##### Given information #####
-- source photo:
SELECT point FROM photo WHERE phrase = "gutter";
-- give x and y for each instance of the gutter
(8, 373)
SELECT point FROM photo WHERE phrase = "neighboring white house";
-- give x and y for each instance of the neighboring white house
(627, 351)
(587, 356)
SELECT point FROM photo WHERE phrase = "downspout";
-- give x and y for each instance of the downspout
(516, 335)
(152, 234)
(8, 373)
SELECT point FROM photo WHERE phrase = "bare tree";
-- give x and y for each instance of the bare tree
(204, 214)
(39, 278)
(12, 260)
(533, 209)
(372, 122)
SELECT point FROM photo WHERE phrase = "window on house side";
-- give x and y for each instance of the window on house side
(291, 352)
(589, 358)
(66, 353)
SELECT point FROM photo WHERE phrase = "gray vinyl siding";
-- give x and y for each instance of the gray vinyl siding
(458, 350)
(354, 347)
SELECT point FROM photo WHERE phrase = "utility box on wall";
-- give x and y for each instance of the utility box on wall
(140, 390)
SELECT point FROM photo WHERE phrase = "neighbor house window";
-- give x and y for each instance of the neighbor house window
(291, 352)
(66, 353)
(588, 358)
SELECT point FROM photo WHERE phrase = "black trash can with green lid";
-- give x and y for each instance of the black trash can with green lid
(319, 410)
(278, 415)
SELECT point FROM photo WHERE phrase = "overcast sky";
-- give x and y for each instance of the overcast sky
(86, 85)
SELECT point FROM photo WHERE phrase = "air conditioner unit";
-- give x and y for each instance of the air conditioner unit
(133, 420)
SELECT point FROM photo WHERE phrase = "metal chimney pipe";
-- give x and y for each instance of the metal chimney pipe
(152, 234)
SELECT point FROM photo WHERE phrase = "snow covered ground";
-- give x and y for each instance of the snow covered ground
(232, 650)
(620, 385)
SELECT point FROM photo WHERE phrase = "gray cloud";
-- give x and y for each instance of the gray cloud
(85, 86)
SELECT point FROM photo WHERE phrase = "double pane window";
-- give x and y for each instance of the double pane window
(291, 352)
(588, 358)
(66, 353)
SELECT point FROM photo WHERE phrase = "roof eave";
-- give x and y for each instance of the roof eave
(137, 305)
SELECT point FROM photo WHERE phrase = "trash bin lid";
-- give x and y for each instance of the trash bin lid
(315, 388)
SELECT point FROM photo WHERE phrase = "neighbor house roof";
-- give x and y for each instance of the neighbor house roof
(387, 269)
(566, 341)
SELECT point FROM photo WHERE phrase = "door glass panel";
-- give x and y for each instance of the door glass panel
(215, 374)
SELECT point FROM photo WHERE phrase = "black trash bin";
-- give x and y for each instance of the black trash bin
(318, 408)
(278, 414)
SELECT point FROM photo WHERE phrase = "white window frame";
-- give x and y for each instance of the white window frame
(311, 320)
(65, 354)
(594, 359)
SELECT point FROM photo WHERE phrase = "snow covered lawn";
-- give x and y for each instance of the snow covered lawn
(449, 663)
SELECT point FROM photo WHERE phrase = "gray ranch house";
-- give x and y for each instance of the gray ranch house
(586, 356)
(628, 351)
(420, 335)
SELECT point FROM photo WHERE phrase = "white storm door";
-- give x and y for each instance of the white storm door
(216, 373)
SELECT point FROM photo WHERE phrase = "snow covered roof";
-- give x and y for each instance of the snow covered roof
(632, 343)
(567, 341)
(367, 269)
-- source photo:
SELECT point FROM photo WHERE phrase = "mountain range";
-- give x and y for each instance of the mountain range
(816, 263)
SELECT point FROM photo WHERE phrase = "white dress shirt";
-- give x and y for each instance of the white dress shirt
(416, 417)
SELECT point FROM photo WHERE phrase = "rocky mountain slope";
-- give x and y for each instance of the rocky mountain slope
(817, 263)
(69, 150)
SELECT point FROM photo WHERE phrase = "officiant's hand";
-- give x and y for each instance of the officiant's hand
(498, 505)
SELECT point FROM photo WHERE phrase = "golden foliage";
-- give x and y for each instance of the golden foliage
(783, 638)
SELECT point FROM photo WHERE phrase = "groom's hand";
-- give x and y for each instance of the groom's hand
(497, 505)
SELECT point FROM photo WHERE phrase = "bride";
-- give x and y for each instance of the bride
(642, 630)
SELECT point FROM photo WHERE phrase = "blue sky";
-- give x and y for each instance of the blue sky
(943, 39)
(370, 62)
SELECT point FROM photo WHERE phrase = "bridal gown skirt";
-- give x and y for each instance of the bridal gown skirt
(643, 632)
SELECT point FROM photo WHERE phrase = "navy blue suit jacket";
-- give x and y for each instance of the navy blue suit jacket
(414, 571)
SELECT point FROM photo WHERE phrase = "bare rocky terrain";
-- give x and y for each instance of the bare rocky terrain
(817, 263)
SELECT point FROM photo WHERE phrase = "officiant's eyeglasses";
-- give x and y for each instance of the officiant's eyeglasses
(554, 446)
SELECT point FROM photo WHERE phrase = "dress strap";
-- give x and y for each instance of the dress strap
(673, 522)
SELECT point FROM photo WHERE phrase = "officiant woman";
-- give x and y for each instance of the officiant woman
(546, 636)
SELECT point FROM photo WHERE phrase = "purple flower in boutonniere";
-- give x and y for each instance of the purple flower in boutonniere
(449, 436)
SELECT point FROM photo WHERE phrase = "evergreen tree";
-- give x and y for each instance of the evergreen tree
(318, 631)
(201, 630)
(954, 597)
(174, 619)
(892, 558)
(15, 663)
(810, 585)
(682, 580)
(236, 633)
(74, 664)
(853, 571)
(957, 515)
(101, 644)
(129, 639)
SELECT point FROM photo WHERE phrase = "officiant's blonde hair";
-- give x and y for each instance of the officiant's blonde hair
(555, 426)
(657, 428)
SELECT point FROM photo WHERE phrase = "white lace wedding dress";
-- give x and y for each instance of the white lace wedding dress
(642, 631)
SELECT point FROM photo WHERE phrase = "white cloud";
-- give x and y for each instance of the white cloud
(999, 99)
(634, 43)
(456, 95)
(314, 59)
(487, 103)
#####
-- Task description --
What you return must match the entries exactly, word for word.

-- Output for this task --
-- source photo:
SELECT point FROM photo WHERE phrase = "gutter";
-- give x and y for each instance of the gutter
(8, 373)
SELECT point FROM photo WHERE phrase = "neighboring white house";
-- give x and y for each instance of the neighboring white house
(627, 351)
(587, 356)
SELECT point FROM photo WHERE phrase = "downspout";
-- give x and y for each instance of the downspout
(516, 335)
(152, 234)
(8, 373)
SELECT point FROM photo WHERE phrase = "bare tree";
-- give x and y for each instance of the bare tree
(204, 214)
(39, 278)
(12, 260)
(533, 209)
(372, 122)
SELECT point FROM photo WHERE phrase = "window on house side";
-- give x and y for each instance of the window on house side
(291, 352)
(589, 358)
(66, 353)
SELECT point FROM photo WHERE phrase = "gray vinyl siding";
-- give x and y for each instance of the gray vinyl siding
(458, 350)
(354, 347)
SELECT point FROM photo WHERE phrase = "utility box on wall";
-- give x and y for each instance of the utility box on wall
(140, 390)
SELECT point FROM photo WHERE phrase = "neighbor house window";
-- give x and y for each instance of the neighbor house window
(291, 352)
(66, 353)
(588, 358)
SELECT point FROM photo WHERE phrase = "black trash can with green lid";
-- give x and y for each instance of the black trash can with green lid
(319, 410)
(278, 415)
SELECT point FROM photo WHERE phrase = "overcast sky";
-- give x and y for each instance of the overcast sky
(86, 85)
SELECT point FROM photo WHERE phrase = "air conditioner unit";
-- give x and y for each instance of the air conditioner unit
(133, 420)
SELECT point FROM photo WHERE phrase = "metal chimney pipe";
-- give x and y for each instance of the metal chimney pipe
(152, 234)
SELECT point FROM photo WHERE phrase = "snow covered ground";
-- give x and y for each instance of the snow covered ground
(232, 650)
(620, 385)
SELECT point FROM photo WHERE phrase = "gray cloud";
-- give x and y for each instance of the gray cloud
(85, 86)
SELECT point FROM photo WHERE phrase = "double pane window";
-- give x and y for each instance of the double pane window
(291, 352)
(588, 358)
(66, 353)
SELECT point FROM photo WHERE phrase = "roof eave";
-- give x and y for each instance of the roof eave
(137, 305)
SELECT point FROM photo WHERE phrase = "trash bin lid";
-- give x and y for each instance of the trash bin lid
(315, 388)
SELECT point FROM photo WHERE phrase = "neighbor house roof";
-- give x and y for each instance of the neighbor house roof
(387, 269)
(566, 341)
SELECT point FROM photo WHERE phrase = "door glass panel";
-- give x and y for each instance of the door glass panel
(215, 374)
SELECT point FROM photo WHERE phrase = "black trash bin";
-- give x and y for each instance of the black trash bin
(318, 408)
(278, 414)
SELECT point FROM photo WHERE phrase = "white window frame";
-- give x and y for each instance of the white window frame
(311, 320)
(65, 354)
(594, 359)
SELECT point FROM photo WHERE phrase = "snow covered lawn";
-- give x and y for each instance of the snow covered lawn
(449, 663)
SELECT point FROM photo WHERE phrase = "gray ranch house";
-- give x and y for each instance of the gray ranch house
(586, 356)
(628, 351)
(420, 335)
SELECT point FROM photo WHERE phrase = "white storm door";
-- give x and y for each instance of the white storm door
(216, 373)
SELECT point FROM photo WHERE phrase = "snow covered roof";
-- give x and y for each instance of the snow covered roof
(632, 343)
(567, 341)
(367, 269)
-- source photo:
SELECT point FROM photo WHERE phrase = "mountain range";
-- give x and y for each instance of the mountain range
(816, 263)
SELECT point FROM photo WHERE phrase = "white dress shirt";
-- give x and y for each instance of the white dress shirt
(416, 417)
SELECT point FROM photo WHERE phrase = "rocky mountain slope";
-- give x and y for each instance of the rocky mountain slope
(817, 263)
(69, 150)
SELECT point FROM photo WHERE phrase = "officiant's hand";
-- give x and y for each instance of the officiant's hand
(498, 505)
SELECT point FROM photo WHERE phrase = "golden foliage";
-- give x and y for each instance of the golden foliage
(783, 638)
SELECT point FROM photo WHERE phrase = "groom's hand";
-- give x and y for each instance of the groom's hand
(497, 505)
SELECT point FROM photo WHERE phrase = "bride";
-- give x and y for each instance of the bride
(642, 630)
SELECT point FROM photo WHERE phrase = "blue sky";
-- give x and y for each instance of the blue sky
(943, 39)
(370, 62)
SELECT point FROM photo WHERE phrase = "bridal gown skirt";
-- give x and y for each instance of the bridal gown skirt
(643, 632)
SELECT point FROM photo WHERE phrase = "navy blue suit jacket";
-- give x and y for each instance of the navy blue suit jacket
(414, 571)
SELECT point FROM photo WHERE phrase = "bare rocky terrain";
-- give x and y for each instance of the bare rocky terrain
(817, 263)
SELECT point FROM photo WHERE phrase = "officiant's eyeglasses";
-- give x and y for each instance of the officiant's eyeglasses
(554, 446)
SELECT point FROM photo WHERE phrase = "dress strap";
-- give x and y for each instance of the dress strap
(673, 522)
SELECT point FROM photo WHERE phrase = "officiant woman";
-- give x and y for each instance of the officiant woman
(546, 636)
SELECT point FROM photo WHERE phrase = "purple flower in boutonniere";
-- give x and y for each instance of the purple flower in boutonniere
(449, 436)
SELECT point FROM photo WHERE phrase = "evergreen tree";
-- give x and y for each instance of the evergreen tree
(318, 631)
(201, 630)
(954, 597)
(174, 619)
(892, 558)
(15, 663)
(810, 585)
(682, 580)
(236, 633)
(74, 664)
(853, 571)
(957, 515)
(101, 644)
(129, 639)
SELECT point FROM photo WHERE phrase = "officiant's blonde hair";
-- give x and y for each instance of the officiant's blonde hair
(555, 426)
(657, 428)
SELECT point FROM photo WHERE phrase = "white lace wedding dress";
-- give x and y for each instance of the white lace wedding dress
(642, 631)
SELECT point FROM photo WHERE phrase = "white cloud";
-- give x and y for each instance of the white cloud
(999, 99)
(634, 43)
(456, 95)
(314, 59)
(487, 103)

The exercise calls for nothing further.